## [Provided entries]
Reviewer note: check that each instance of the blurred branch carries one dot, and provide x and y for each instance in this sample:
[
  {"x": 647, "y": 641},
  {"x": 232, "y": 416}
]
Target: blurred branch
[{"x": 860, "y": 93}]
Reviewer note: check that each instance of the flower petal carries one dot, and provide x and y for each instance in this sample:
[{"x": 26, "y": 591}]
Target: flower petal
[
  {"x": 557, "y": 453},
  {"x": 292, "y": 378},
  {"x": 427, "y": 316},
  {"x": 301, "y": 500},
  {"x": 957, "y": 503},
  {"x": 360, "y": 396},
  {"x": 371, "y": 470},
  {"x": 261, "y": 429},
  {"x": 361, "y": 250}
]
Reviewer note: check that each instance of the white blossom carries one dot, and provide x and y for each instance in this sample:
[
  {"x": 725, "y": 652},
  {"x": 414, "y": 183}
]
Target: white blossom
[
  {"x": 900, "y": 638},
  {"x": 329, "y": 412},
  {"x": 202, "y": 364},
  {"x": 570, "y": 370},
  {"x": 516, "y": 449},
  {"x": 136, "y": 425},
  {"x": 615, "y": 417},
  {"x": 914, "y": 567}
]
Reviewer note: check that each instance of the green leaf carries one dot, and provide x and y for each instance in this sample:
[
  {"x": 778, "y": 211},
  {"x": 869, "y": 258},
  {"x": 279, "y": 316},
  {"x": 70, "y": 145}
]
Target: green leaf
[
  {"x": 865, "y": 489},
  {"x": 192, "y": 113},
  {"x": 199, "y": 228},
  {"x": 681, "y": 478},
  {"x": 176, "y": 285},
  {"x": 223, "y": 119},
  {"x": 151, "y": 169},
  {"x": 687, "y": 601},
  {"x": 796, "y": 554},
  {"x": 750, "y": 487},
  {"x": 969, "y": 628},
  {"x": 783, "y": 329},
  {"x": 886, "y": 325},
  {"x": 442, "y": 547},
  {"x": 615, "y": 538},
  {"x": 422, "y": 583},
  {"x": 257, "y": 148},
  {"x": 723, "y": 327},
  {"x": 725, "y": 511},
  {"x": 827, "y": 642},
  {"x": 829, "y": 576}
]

## [Given problem]
Rewrite every line of the rows above as a JSON array of strings, one string per line, and leave out blank lines.

## [Response to the task]
[
  "Reviewer note: check that each instance of the blurred branch carries one dot, and provide x and y for each instance in this sample:",
  "[",
  "  {\"x\": 647, \"y\": 641},",
  "  {\"x\": 232, \"y\": 416}",
  "]",
  "Target: blurred branch",
  "[{\"x\": 860, \"y\": 93}]",
  "Reviewer note: check that each instance of the flower petal carries one dot, and provide x and y for each instance in this sample:",
  "[{\"x\": 26, \"y\": 591}]",
  "Target: flower petal",
  "[",
  "  {\"x\": 557, \"y\": 453},",
  "  {\"x\": 292, \"y\": 378},",
  "  {\"x\": 427, \"y\": 316},",
  "  {\"x\": 301, \"y\": 500},",
  "  {\"x\": 957, \"y\": 503},",
  "  {\"x\": 360, \"y\": 396},",
  "  {\"x\": 371, \"y\": 470},",
  "  {\"x\": 261, \"y\": 429},",
  "  {\"x\": 361, \"y\": 250}",
  "]",
  "Reviewer note: check that each instance of the white blossom carries one dot, and provide x and y for each instance in this sample:",
  "[",
  "  {\"x\": 725, \"y\": 652},",
  "  {\"x\": 414, \"y\": 183}",
  "]",
  "Target: white blossom",
  "[",
  "  {\"x\": 900, \"y\": 638},",
  "  {\"x\": 329, \"y\": 412},",
  "  {\"x\": 202, \"y\": 364},",
  "  {\"x\": 570, \"y\": 370},",
  "  {\"x\": 516, \"y\": 449},",
  "  {\"x\": 136, \"y\": 425},",
  "  {\"x\": 615, \"y\": 417},",
  "  {\"x\": 914, \"y\": 567}",
  "]",
  "Reviewer note: check that each instance of the green leaf carries one dot, and provide x and y for each instance in this sample:",
  "[",
  "  {\"x\": 778, \"y\": 211},",
  "  {\"x\": 869, \"y\": 258},",
  "  {\"x\": 279, \"y\": 316},",
  "  {\"x\": 70, \"y\": 145}",
  "]",
  "Target: green leaf",
  "[",
  "  {\"x\": 865, \"y\": 489},",
  "  {\"x\": 192, \"y\": 113},",
  "  {\"x\": 199, \"y\": 228},",
  "  {\"x\": 681, \"y\": 478},",
  "  {\"x\": 176, \"y\": 285},",
  "  {\"x\": 223, \"y\": 119},",
  "  {\"x\": 151, \"y\": 169},",
  "  {\"x\": 687, \"y\": 601},",
  "  {\"x\": 796, \"y\": 554},",
  "  {\"x\": 750, \"y\": 487},",
  "  {\"x\": 969, \"y\": 628},",
  "  {\"x\": 783, \"y\": 329},",
  "  {\"x\": 886, \"y\": 325},",
  "  {\"x\": 442, \"y\": 547},",
  "  {\"x\": 615, \"y\": 538},",
  "  {\"x\": 422, \"y\": 583},",
  "  {\"x\": 257, \"y\": 148},",
  "  {\"x\": 723, \"y\": 327},",
  "  {\"x\": 725, \"y\": 511},",
  "  {\"x\": 827, \"y\": 642},",
  "  {\"x\": 829, \"y\": 576}",
  "]"
]